Given request:
Repeat every one of the following items word for word, keeping each line unchanged.

Dataset records:
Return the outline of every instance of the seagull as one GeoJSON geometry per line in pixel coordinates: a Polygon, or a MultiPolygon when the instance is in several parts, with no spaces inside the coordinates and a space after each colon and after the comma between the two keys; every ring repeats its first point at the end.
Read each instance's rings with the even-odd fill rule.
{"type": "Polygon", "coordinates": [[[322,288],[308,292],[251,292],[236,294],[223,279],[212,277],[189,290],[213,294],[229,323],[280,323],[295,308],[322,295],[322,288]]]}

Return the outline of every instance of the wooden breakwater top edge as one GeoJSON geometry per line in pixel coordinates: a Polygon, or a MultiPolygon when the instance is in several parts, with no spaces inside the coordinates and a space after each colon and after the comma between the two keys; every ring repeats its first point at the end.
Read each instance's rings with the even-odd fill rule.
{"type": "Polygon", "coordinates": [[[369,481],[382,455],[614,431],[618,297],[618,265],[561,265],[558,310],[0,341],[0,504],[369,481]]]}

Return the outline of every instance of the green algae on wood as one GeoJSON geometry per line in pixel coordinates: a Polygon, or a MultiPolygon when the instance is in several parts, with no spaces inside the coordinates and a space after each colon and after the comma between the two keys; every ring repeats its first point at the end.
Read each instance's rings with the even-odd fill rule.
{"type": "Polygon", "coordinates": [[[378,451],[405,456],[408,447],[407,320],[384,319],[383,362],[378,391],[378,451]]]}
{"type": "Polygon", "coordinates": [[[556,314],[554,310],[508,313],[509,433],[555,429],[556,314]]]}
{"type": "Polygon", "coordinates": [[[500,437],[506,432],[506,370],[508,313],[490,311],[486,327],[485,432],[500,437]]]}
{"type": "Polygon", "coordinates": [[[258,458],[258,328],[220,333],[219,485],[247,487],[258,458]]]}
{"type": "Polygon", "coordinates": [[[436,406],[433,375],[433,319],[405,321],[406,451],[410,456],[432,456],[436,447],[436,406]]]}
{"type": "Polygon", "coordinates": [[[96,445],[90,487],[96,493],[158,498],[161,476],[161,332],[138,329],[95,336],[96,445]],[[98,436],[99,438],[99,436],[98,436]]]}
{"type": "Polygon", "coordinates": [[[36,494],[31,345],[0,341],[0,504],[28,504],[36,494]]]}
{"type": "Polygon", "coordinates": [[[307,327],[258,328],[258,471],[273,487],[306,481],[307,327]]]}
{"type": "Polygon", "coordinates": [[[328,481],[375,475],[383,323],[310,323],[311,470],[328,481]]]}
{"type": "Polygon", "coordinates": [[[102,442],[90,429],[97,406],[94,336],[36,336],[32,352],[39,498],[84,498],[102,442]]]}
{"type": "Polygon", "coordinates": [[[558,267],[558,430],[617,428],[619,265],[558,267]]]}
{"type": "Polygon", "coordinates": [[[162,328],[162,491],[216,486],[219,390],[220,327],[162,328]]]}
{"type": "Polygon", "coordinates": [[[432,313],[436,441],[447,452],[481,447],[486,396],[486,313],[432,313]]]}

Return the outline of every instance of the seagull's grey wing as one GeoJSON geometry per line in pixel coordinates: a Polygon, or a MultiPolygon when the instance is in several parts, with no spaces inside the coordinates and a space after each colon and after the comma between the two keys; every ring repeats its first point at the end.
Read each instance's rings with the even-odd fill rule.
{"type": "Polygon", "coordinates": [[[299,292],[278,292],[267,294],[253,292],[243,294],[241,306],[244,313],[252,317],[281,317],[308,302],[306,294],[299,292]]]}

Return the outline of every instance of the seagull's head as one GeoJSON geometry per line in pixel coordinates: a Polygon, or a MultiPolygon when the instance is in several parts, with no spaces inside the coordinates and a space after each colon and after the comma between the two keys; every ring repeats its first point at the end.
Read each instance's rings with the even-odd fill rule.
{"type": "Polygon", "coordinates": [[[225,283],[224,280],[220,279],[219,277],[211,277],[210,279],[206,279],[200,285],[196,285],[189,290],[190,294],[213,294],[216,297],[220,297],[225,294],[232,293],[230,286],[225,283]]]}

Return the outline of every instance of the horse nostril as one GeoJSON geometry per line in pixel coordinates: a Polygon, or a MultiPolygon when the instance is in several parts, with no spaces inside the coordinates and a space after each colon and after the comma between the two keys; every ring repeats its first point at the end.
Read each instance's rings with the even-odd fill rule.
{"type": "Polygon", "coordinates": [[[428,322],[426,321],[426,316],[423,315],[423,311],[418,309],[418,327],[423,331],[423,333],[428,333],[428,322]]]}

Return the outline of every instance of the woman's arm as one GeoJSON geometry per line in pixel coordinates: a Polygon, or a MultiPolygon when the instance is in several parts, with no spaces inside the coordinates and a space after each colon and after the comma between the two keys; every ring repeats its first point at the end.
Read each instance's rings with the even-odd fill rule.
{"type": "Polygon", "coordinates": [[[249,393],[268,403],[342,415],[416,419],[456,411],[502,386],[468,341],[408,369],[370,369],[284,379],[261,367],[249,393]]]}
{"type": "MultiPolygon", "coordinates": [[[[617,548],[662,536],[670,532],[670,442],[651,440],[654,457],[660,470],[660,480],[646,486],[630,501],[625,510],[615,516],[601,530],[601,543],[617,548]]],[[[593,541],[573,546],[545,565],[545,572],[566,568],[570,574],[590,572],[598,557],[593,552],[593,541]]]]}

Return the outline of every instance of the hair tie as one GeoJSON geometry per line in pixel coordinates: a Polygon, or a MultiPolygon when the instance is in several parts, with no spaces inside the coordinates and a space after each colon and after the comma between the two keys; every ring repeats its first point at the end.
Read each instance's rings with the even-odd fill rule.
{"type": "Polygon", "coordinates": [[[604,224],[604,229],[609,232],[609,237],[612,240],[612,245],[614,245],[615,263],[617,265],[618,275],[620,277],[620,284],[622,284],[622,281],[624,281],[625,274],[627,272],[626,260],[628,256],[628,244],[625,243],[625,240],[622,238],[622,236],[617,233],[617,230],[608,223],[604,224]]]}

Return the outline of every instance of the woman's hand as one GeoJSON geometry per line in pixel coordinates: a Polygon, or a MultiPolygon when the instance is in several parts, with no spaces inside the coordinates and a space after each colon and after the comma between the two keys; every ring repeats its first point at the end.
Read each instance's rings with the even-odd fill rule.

Final result:
Return the outline of every instance of the seagull as one GeoJSON geometry per line in pixel coordinates: a Polygon, or a MultiPolygon when the instance is in several parts, with no spaces inside the coordinates and a space after each colon and after the comma between the two keys; every ring repeats its first point at the end.
Read each instance's rings with the even-odd fill rule.
{"type": "Polygon", "coordinates": [[[322,288],[308,292],[251,292],[236,294],[223,279],[212,277],[189,290],[213,294],[229,323],[280,323],[295,308],[322,295],[322,288]]]}

Return the outline of every instance of the wooden breakwater top edge as one GeoJSON geometry per line in pixel coordinates: a Polygon, or a MultiPolygon when the instance is in several parts, with no spaces inside the coordinates and a space after each colon and after the comma between the two keys; every ring repeats its first point at the end.
Read each instance's rings with the even-odd fill rule.
{"type": "Polygon", "coordinates": [[[369,481],[382,455],[614,431],[618,297],[618,265],[561,265],[558,310],[0,341],[0,504],[369,481]]]}

Return the outline of every instance of the green algae on wood as one GeoJSON geometry per line in pixel coordinates: a Polygon, or a MultiPolygon when the instance is in several parts, with no spaces inside the coordinates and a space after each colon and after the comma between the two keys; every ring repeats its first point at the end.
Read each instance's rings with the even-odd fill rule.
{"type": "Polygon", "coordinates": [[[378,451],[405,456],[408,447],[407,320],[384,319],[383,362],[378,391],[378,451]]]}
{"type": "Polygon", "coordinates": [[[556,314],[554,310],[508,313],[509,433],[555,429],[556,314]]]}
{"type": "Polygon", "coordinates": [[[500,437],[506,432],[506,370],[508,313],[490,311],[486,327],[485,432],[500,437]]]}
{"type": "Polygon", "coordinates": [[[258,458],[258,328],[220,333],[219,485],[247,487],[258,458]]]}
{"type": "Polygon", "coordinates": [[[436,406],[433,375],[433,319],[405,321],[406,451],[410,456],[432,456],[436,447],[436,406]]]}
{"type": "Polygon", "coordinates": [[[96,445],[90,487],[96,493],[158,498],[161,476],[161,332],[138,329],[95,336],[96,445]],[[98,436],[99,438],[99,436],[98,436]]]}
{"type": "Polygon", "coordinates": [[[36,494],[31,345],[0,341],[0,504],[28,504],[36,494]]]}
{"type": "Polygon", "coordinates": [[[307,327],[258,328],[258,471],[273,487],[306,481],[307,327]]]}
{"type": "Polygon", "coordinates": [[[328,481],[375,475],[383,323],[310,323],[311,470],[328,481]]]}
{"type": "Polygon", "coordinates": [[[102,442],[90,429],[97,406],[94,336],[36,336],[32,352],[39,498],[84,498],[102,442]]]}
{"type": "Polygon", "coordinates": [[[558,267],[558,430],[617,428],[619,265],[558,267]]]}
{"type": "Polygon", "coordinates": [[[162,328],[162,491],[216,486],[219,390],[220,327],[162,328]]]}
{"type": "Polygon", "coordinates": [[[432,313],[436,441],[447,452],[481,447],[486,396],[486,313],[432,313]]]}

Return the outline of every instance of the seagull's grey wing as one GeoJSON geometry per line in pixel coordinates: a Polygon, or a MultiPolygon when the instance is in several parts, with no spaces inside the coordinates and a space after each colon and after the comma between the two keys; every ring repeats its first point at the end.
Read each instance's rings with the even-odd fill rule.
{"type": "Polygon", "coordinates": [[[299,292],[278,292],[267,294],[253,292],[243,294],[241,306],[244,313],[252,317],[281,317],[308,302],[306,294],[299,292]]]}

Return the outline of every instance of the seagull's head as one GeoJSON geometry per line in pixel coordinates: a Polygon, or a MultiPolygon when the instance is in several parts, with no spaces inside the coordinates and a space after each colon and after the comma between the two keys; every ring repeats its first point at the end.
Read each instance's rings with the even-odd fill rule.
{"type": "Polygon", "coordinates": [[[225,283],[224,280],[220,279],[219,277],[211,277],[210,279],[206,279],[200,285],[196,285],[189,290],[190,294],[213,294],[216,297],[220,297],[225,294],[232,293],[230,286],[225,283]]]}

Return the outline of every instance of the horse nostril as one GeoJSON geometry per line in pixel coordinates: a Polygon, or a MultiPolygon when the instance is in several parts, with no spaces inside the coordinates and a space after each colon and after the comma between the two keys; every ring repeats its first point at the end.
Read each instance's rings with the even-odd fill rule.
{"type": "Polygon", "coordinates": [[[428,322],[426,321],[426,316],[423,315],[423,311],[418,309],[418,327],[423,331],[423,333],[428,333],[428,322]]]}

Return the outline of every instance of the woman's arm as one GeoJSON geometry per line in pixel coordinates: a Polygon, or a MultiPolygon when the instance is in several parts, with no spaces inside the coordinates and a space after each colon and after the comma between the two keys; every ring repeats its first point at the end.
Read each instance's rings with the even-odd fill rule.
{"type": "Polygon", "coordinates": [[[249,393],[268,403],[342,415],[416,419],[456,411],[502,386],[468,341],[408,369],[370,369],[284,379],[261,367],[249,393]]]}
{"type": "MultiPolygon", "coordinates": [[[[617,548],[662,536],[670,532],[670,442],[651,440],[654,457],[660,470],[660,480],[646,486],[630,501],[625,510],[615,516],[601,530],[601,543],[617,548]]],[[[593,541],[573,546],[545,565],[545,572],[566,568],[570,574],[590,572],[598,557],[593,552],[593,541]]]]}

Return the outline of every instance of the hair tie as one GeoJSON geometry per line in pixel coordinates: a Polygon, or a MultiPolygon when the instance is in several parts, with no spaces inside the coordinates and a space after each colon and after the comma between the two keys; every ring repeats its first point at the end.
Read each instance's rings with the even-odd fill rule.
{"type": "Polygon", "coordinates": [[[604,224],[604,229],[609,232],[609,237],[612,240],[612,245],[614,245],[615,263],[617,265],[618,275],[620,277],[620,284],[622,284],[622,281],[624,281],[625,274],[627,272],[626,260],[628,256],[628,244],[625,243],[625,240],[622,238],[622,236],[617,233],[617,230],[608,223],[604,224]]]}

Return the outline of every instance of the woman's hand as one GeoJSON geometry per line in pixel coordinates: a Polygon, or a MultiPolygon when the instance is in several parts, with no spaces inside the coordinates and a space after each colon and after the comma between the two keys; every ring repeats its first point at the end.
Read each instance's rings with the even-odd fill rule.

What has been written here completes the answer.